### Direction
Copy out every one of the items below word for word.

### Material for this exercise
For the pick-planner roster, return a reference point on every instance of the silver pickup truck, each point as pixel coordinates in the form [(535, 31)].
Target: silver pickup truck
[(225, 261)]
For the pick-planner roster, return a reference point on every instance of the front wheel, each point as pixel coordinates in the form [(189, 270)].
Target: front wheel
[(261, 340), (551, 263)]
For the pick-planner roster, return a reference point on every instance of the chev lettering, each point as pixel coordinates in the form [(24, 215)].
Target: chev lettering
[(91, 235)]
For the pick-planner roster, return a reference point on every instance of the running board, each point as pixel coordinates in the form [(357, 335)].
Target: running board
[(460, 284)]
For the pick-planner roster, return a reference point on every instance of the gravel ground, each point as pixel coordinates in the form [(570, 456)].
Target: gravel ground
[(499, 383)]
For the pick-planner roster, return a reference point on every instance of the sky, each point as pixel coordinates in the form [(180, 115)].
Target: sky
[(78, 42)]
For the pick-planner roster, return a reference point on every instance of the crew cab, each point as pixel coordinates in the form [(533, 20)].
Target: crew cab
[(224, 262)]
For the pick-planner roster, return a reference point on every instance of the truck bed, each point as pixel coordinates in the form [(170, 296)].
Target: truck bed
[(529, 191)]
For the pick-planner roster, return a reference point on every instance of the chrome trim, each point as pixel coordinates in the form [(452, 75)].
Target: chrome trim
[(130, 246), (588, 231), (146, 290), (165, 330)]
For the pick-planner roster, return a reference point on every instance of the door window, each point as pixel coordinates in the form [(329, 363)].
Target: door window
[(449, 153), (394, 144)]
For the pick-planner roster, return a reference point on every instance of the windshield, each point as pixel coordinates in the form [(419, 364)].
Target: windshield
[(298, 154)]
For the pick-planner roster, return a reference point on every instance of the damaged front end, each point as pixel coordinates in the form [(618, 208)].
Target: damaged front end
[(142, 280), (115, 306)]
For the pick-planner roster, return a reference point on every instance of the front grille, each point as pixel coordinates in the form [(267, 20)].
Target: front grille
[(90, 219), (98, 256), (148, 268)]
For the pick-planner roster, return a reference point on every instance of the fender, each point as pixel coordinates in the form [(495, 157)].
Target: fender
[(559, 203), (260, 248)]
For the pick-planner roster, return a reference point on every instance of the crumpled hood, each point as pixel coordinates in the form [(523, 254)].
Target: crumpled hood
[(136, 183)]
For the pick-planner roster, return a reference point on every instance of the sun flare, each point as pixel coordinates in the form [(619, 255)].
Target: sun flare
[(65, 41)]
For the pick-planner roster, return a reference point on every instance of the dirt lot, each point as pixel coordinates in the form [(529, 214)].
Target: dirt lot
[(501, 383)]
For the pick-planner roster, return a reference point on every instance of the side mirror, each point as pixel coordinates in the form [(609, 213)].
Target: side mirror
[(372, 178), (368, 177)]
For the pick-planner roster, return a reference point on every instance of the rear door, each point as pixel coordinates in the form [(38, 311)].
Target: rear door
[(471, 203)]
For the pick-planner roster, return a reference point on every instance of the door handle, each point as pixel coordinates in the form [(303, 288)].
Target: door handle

### Solution to this task
For the pick-planner roster, return a reference point on every instance of the silver pickup truck, each point as pixel coordinates in the form [(535, 31)].
Target: silver pickup truck
[(225, 261)]
For the pick-planner roster, return a reference point on every instance of the front wheel, each point as pixel coordinates in the form [(189, 270)].
Target: front wheel
[(261, 340), (551, 263)]
For the pick-planner roster, return a reference point on every instance of the chev lettering, each point as pixel coordinates in the form [(24, 215)].
Target: chev lettering
[(91, 235)]
For the pick-planner roster, return a reference point on every instance of the running board, each point as pixel coordinates in the form [(357, 335)].
Target: running board
[(460, 284)]
For the pick-planner roster, return a reference point on every instance of the gravel ground, each point as pixel coordinates in the form [(570, 456)].
Target: gravel ground
[(499, 383)]
For the pick-planner roster, return a reference point on every instance of the sky, each point as pixel coordinates in the form [(180, 115)].
Target: sky
[(78, 42)]
For the pick-planner roster, return a reference point on every instance of the crew cab, each point as pixel coordinates in the form [(533, 20)].
Target: crew cab
[(224, 262)]
For the pick-planner roster, return a reference point on every instance of the truck bed, each point as pixel coordinates in the form [(170, 296)].
Target: truck bed
[(529, 191)]
For the pick-planner roster, return a reference point on every instance of the chrome trim, each point as pixel coordinates in the form [(452, 75)].
Target: chrome trim
[(130, 246), (588, 231), (146, 290), (165, 330)]
For the pick-planner roster, return a reference point on every instance of the door window, each point as pixel coordinates in the form [(329, 363)].
Target: door window
[(449, 153), (394, 144)]
For the pick-planner roster, return a reference point on every instance of the windshield, each point as pixel coordinates in the form [(419, 364)].
Target: windshield
[(298, 154)]
For the pick-planner roster, return a reference point on every instance of the damaged front end, each point as pixel coordinates in the form [(618, 208)].
Target: damaged front end
[(142, 280), (115, 306)]
For the pick-planner roster, return a reference point on every instance of the front grille, each point as pixel coordinates in the form [(267, 20)].
Target: front grille
[(90, 219), (98, 256), (148, 268)]
For the pick-planner roster, return a reference point on every instance of the fender, each point as pixel coordinates in the form [(495, 157)].
Target: fender
[(559, 203), (260, 248)]
For the pick-planner roster, return a reference point on every instance of the crumpled hood, each point as pixel coordinates in the form [(523, 254)].
Target: crumpled hood
[(136, 183)]
For the pick-planner roster, return a reference point on every instance of the sun flare, each point as pixel coordinates in the form [(619, 255)].
Target: sun flare
[(65, 41)]
For the pick-planner roster, return a reference point on every instance of the dirt lot, each point as pixel coordinates in the form [(529, 214)].
Target: dirt lot
[(501, 383)]
For the pick-planner roster, return a reference point on every instance of the side mirror, each point as pixel coordinates in the form [(609, 213)].
Target: side mirror
[(372, 178), (368, 177)]
For the pick-planner roster, return a reference point on every instance of the rear door, each point as pixel coordinates in the form [(38, 311)].
Target: rear door
[(471, 203)]
For the pick-planner roster, return a reference point on every instance of the door handle, each point as pixel coordinates in the form [(303, 288)].
Target: door handle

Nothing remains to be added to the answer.